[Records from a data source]
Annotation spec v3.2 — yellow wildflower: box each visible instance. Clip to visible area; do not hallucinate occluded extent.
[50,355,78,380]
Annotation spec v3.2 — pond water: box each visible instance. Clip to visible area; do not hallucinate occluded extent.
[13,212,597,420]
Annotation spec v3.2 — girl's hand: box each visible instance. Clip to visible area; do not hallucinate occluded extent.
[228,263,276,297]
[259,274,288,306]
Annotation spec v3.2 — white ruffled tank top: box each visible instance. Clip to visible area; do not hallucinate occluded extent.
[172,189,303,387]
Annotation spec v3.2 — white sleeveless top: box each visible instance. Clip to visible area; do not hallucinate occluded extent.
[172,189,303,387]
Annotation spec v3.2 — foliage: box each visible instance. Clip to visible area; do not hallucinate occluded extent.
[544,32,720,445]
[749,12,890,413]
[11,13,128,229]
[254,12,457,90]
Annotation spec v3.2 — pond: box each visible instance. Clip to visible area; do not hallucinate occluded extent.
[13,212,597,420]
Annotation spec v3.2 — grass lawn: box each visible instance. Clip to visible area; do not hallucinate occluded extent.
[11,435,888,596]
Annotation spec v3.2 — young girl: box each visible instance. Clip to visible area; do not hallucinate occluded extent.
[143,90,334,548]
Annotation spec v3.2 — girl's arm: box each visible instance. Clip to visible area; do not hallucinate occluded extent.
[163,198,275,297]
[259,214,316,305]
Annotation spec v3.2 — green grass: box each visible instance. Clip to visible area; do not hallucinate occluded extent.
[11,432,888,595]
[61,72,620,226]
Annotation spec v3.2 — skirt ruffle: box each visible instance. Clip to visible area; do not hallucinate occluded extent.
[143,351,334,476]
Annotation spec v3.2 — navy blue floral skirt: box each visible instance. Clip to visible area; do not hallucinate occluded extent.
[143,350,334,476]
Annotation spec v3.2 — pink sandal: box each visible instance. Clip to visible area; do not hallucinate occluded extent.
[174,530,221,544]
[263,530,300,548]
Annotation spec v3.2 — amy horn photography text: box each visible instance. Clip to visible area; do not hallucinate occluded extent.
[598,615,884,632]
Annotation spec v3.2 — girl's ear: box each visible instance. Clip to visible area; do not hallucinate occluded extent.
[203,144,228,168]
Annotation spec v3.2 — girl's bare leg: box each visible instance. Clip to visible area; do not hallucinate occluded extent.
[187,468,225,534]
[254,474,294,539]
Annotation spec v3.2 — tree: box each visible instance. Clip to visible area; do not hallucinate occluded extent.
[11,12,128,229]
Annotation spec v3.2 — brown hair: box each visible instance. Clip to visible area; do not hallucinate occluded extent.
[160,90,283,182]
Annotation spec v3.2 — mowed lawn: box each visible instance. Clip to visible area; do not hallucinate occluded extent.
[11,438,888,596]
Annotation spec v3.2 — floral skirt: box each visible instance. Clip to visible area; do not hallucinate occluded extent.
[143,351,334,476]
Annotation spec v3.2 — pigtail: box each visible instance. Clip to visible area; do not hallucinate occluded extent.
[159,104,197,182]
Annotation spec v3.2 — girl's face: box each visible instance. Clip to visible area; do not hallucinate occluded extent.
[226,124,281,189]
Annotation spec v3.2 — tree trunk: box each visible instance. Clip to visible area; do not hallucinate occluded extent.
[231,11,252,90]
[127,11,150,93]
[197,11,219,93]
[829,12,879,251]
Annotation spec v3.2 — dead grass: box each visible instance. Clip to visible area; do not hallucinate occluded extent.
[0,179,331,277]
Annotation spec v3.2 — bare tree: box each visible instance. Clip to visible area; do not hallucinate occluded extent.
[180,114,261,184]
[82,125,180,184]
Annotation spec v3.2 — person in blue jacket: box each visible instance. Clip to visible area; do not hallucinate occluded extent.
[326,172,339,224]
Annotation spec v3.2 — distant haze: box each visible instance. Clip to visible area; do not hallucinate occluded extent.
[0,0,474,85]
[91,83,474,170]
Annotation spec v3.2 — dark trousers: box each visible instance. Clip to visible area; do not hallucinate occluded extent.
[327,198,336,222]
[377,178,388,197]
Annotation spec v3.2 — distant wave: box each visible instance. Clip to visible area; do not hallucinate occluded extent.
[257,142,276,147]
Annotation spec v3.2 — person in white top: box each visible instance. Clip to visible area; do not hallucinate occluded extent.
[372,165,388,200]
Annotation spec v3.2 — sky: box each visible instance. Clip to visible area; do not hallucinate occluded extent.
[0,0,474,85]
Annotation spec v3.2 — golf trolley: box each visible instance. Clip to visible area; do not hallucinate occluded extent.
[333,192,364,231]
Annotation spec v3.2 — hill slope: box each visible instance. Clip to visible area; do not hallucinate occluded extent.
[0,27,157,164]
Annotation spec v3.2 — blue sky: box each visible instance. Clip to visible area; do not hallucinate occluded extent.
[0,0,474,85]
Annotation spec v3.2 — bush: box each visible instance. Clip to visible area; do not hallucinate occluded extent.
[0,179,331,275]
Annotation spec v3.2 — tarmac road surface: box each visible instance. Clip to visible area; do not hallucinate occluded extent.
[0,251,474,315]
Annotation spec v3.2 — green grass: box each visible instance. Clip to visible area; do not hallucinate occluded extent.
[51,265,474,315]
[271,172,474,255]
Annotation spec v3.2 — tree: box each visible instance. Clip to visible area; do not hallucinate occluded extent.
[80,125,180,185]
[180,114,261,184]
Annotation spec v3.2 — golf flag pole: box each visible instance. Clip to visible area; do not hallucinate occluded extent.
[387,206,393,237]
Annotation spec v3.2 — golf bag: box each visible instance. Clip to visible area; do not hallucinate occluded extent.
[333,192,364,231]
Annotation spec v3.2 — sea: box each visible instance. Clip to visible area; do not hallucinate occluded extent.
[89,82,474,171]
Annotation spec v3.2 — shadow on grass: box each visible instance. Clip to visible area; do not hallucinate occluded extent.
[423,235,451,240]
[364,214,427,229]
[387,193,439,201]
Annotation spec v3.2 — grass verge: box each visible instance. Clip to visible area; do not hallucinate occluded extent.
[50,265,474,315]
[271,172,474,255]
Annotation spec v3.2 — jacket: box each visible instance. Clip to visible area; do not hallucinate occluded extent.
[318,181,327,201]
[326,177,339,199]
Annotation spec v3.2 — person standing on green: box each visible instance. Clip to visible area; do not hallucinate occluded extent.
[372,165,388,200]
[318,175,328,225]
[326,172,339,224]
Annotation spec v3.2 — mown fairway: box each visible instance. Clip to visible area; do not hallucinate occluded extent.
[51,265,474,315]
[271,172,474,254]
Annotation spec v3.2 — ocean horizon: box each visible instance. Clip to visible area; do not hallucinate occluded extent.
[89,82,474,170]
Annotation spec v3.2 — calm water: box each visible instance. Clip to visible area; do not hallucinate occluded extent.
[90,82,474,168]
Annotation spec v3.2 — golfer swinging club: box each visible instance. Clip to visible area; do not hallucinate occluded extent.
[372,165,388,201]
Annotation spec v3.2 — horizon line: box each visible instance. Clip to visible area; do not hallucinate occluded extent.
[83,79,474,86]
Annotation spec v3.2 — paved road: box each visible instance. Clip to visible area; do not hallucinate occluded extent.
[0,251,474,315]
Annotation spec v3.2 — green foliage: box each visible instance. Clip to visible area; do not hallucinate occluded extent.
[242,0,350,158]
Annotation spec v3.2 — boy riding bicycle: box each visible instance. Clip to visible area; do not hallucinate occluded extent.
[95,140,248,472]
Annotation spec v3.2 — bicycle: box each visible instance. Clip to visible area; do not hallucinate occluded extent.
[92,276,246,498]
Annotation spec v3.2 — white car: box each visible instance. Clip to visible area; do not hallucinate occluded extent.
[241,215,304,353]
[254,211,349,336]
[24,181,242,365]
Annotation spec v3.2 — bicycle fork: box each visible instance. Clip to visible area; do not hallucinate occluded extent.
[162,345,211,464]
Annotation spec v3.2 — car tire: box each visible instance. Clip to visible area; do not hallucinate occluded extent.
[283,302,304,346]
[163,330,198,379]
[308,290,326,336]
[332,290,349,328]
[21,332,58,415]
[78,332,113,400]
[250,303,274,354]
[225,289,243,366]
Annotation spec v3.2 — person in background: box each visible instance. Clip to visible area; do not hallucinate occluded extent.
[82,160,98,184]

## [Short exercise]
Please count the lines in the listing that contain the word "tree" and reply with the number alone.

## [The reply]
4